** GIVEN RECORDS follows **

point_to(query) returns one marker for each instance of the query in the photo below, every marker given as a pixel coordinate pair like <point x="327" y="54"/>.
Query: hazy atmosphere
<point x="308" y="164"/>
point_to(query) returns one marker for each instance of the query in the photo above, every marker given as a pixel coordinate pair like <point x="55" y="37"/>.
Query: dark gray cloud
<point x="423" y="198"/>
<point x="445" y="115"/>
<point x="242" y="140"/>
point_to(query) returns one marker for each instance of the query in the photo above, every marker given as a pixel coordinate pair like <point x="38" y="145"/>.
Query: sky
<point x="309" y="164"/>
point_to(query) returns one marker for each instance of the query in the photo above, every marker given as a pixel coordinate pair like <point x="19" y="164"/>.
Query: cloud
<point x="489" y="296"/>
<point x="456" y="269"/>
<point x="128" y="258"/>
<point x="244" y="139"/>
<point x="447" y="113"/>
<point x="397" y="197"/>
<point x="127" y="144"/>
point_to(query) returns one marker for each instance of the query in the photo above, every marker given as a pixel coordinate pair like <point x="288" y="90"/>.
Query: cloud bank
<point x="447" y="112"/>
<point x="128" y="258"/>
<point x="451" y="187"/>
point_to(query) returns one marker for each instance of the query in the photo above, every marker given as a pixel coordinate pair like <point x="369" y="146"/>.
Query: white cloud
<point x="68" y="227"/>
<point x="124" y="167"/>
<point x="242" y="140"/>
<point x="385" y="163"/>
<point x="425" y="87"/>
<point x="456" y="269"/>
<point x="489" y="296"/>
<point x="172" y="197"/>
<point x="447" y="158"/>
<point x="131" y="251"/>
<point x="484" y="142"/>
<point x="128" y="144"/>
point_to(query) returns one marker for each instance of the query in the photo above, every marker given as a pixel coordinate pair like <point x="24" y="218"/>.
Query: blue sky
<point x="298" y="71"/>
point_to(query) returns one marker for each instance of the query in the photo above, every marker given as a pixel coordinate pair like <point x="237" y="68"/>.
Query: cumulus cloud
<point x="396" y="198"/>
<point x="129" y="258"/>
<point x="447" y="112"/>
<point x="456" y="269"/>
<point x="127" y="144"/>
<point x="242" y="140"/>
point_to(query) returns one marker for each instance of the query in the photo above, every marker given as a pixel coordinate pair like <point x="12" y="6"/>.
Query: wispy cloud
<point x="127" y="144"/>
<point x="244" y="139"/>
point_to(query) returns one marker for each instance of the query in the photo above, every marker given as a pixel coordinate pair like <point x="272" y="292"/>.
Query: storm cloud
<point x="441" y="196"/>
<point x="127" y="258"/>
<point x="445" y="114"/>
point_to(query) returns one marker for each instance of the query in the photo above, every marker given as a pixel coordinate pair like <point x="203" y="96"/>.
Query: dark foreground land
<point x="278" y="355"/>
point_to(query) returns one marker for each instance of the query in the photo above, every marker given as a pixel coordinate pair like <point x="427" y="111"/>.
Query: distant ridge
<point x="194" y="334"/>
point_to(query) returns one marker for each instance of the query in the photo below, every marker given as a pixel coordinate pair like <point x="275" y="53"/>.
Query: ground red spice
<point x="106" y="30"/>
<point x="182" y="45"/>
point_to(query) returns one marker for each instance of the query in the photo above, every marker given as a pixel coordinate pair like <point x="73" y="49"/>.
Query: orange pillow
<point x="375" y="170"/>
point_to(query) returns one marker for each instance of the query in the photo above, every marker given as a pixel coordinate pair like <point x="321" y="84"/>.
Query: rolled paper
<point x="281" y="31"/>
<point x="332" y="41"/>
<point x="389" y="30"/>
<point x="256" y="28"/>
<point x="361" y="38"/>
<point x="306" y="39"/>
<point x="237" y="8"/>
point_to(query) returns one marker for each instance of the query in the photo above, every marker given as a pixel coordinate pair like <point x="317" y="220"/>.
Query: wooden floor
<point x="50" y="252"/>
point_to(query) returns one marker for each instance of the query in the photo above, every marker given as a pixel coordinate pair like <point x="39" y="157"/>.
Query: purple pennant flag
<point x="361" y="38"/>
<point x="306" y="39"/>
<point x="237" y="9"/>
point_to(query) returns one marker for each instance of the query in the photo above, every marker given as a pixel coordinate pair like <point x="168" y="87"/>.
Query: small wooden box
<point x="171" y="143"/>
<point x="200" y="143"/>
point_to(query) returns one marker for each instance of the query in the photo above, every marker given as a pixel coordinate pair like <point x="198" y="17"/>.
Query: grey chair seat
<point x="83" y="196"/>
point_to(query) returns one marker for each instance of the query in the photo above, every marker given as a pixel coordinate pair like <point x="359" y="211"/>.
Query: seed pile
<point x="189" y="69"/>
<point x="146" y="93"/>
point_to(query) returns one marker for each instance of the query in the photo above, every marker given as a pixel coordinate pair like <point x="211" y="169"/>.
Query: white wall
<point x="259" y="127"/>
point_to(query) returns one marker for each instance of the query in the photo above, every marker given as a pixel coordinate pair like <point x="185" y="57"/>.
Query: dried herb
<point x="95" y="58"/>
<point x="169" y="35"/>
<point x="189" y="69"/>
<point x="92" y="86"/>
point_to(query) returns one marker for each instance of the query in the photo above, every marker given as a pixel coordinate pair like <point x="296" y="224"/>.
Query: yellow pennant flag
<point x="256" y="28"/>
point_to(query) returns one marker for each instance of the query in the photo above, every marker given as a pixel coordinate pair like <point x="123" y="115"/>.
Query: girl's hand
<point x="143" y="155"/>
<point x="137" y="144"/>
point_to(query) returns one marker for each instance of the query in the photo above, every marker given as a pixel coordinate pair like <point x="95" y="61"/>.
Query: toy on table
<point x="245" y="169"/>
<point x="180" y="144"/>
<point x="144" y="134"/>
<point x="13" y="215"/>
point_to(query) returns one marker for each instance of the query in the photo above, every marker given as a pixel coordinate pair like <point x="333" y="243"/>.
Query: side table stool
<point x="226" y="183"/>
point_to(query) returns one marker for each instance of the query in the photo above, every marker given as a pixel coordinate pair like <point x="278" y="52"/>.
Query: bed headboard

** End of GIVEN RECORDS **

- [PROBLEM TO SOLVE]
What is needed is an exact transcription of every entry above.

- [FINISHED TASK]
point_to(query) returns one marker for each instance of the query in the photo below, every marker given as a pixel coordinate pair like <point x="327" y="54"/>.
Query: hazy atmosphere
<point x="308" y="164"/>
point_to(query) returns one marker for each instance of the query in the photo above, every marker given as a pixel coordinate pair like <point x="55" y="37"/>.
Query: dark gray cloud
<point x="423" y="198"/>
<point x="445" y="115"/>
<point x="242" y="140"/>
point_to(query) returns one marker for each instance of the query in the photo above, every marker given as a pixel coordinate pair like <point x="38" y="145"/>.
Query: sky
<point x="309" y="164"/>
point_to(query) returns one marker for each instance of the query in the photo above, every marker given as a pixel coordinate pair like <point x="19" y="164"/>.
Query: cloud
<point x="489" y="296"/>
<point x="456" y="269"/>
<point x="128" y="258"/>
<point x="244" y="139"/>
<point x="447" y="113"/>
<point x="397" y="197"/>
<point x="127" y="144"/>
point_to(query) returns one marker for each instance of the query in the photo above, every marker given as a pixel coordinate pair like <point x="288" y="90"/>.
Query: cloud bank
<point x="447" y="112"/>
<point x="128" y="258"/>
<point x="451" y="187"/>
point_to(query) returns one marker for each instance of the query in the photo above, every marker given as a pixel coordinate pair like <point x="369" y="146"/>.
Query: white cloud
<point x="68" y="227"/>
<point x="124" y="167"/>
<point x="242" y="140"/>
<point x="385" y="163"/>
<point x="425" y="87"/>
<point x="456" y="269"/>
<point x="489" y="296"/>
<point x="172" y="197"/>
<point x="447" y="158"/>
<point x="131" y="251"/>
<point x="484" y="142"/>
<point x="128" y="144"/>
point_to(query) returns one marker for each instance of the query in the photo above, every marker given as a pixel coordinate pair like <point x="24" y="218"/>.
Query: blue sky
<point x="298" y="71"/>
point_to(query) returns one marker for each instance of the query in the photo above, every marker given as a pixel coordinate pair like <point x="237" y="68"/>.
Query: cumulus cloud
<point x="396" y="198"/>
<point x="129" y="258"/>
<point x="447" y="112"/>
<point x="456" y="269"/>
<point x="127" y="144"/>
<point x="242" y="140"/>
point_to(query) returns one marker for each instance of the query in the photo above, every marker given as a pixel coordinate pair like <point x="12" y="6"/>.
Query: wispy cloud
<point x="127" y="144"/>
<point x="244" y="139"/>
point_to(query) returns one marker for each instance of the query in the photo above, every marker given as a pixel coordinate pair like <point x="272" y="292"/>.
Query: storm cloud
<point x="441" y="196"/>
<point x="127" y="258"/>
<point x="445" y="114"/>
point_to(query) returns one marker for each instance of the query in the photo above, every marker given as a pixel coordinate pair like <point x="203" y="96"/>.
Query: dark foreground land
<point x="278" y="355"/>
point_to(query) returns one marker for each instance of the query in the photo above, every marker given as a pixel coordinate pair like <point x="427" y="111"/>.
Query: distant ridge
<point x="194" y="334"/>
point_to(query) returns one marker for each instance of the query in the photo below, every marker given as a pixel coordinate pair like <point x="275" y="53"/>.
Query: ground red spice
<point x="106" y="30"/>
<point x="182" y="45"/>
point_to(query) returns one marker for each instance of the query in the photo above, every marker given as a pixel coordinate pair like <point x="73" y="49"/>.
Query: orange pillow
<point x="375" y="170"/>
point_to(query) returns one marker for each instance of the query in the photo above, every marker given as a pixel coordinate pair like <point x="321" y="84"/>.
Query: rolled paper
<point x="281" y="31"/>
<point x="332" y="41"/>
<point x="389" y="30"/>
<point x="256" y="28"/>
<point x="361" y="38"/>
<point x="306" y="39"/>
<point x="237" y="8"/>
point_to(query) returns one marker for each instance of the query in the photo above, every marker given as a pixel coordinate pair like <point x="317" y="220"/>.
Query: wooden floor
<point x="50" y="252"/>
point_to(query) returns one marker for each instance of the query in the photo above, every marker given as a pixel coordinate pair like <point x="39" y="157"/>.
Query: purple pennant flag
<point x="361" y="38"/>
<point x="306" y="39"/>
<point x="237" y="9"/>
point_to(query) returns one marker for each instance of the query in the photo above, every marker given as a pixel coordinate pair like <point x="168" y="87"/>.
Query: small wooden box
<point x="171" y="143"/>
<point x="200" y="143"/>
point_to(query) returns one marker for each instance of the query in the photo above, every marker given as a pixel coordinate pair like <point x="198" y="17"/>.
Query: grey chair seat
<point x="83" y="196"/>
point_to(query) returns one marker for each instance of the query in the photo above, every marker given as a pixel coordinate pair like <point x="359" y="211"/>.
Query: seed pile
<point x="189" y="69"/>
<point x="146" y="93"/>
point_to(query) returns one marker for each instance of the query in the photo above, every marker given as a pixel coordinate pair like <point x="211" y="169"/>.
Query: white wall
<point x="259" y="127"/>
point_to(query) returns one marker for each instance of the query in the photo above, every marker given as a pixel coordinate pair like <point x="185" y="57"/>.
Query: dried herb
<point x="95" y="58"/>
<point x="169" y="35"/>
<point x="189" y="69"/>
<point x="92" y="86"/>
point_to(query) returns one marker for each instance of the query in the photo above, every marker given as a pixel coordinate pair like <point x="296" y="224"/>.
Query: yellow pennant flag
<point x="256" y="28"/>
point_to(query) returns one marker for each instance of the query in the photo above, every marker given as a pixel coordinate pair like <point x="123" y="115"/>.
Query: girl's hand
<point x="143" y="155"/>
<point x="137" y="144"/>
point_to(query) returns one marker for each instance of the query in the photo above, every marker given as a pixel coordinate pair like <point x="95" y="61"/>.
Query: toy on table
<point x="245" y="169"/>
<point x="180" y="144"/>
<point x="144" y="134"/>
<point x="13" y="215"/>
point_to(query) returns one marker for each instance of the query in the photo above, every marker given as a pixel coordinate pair like <point x="333" y="243"/>.
Query: side table stool
<point x="226" y="183"/>
point_to(query) returns one marker for each instance of the query in the photo above, every marker given as a pixel coordinate pair like <point x="278" y="52"/>.
Query: bed headboard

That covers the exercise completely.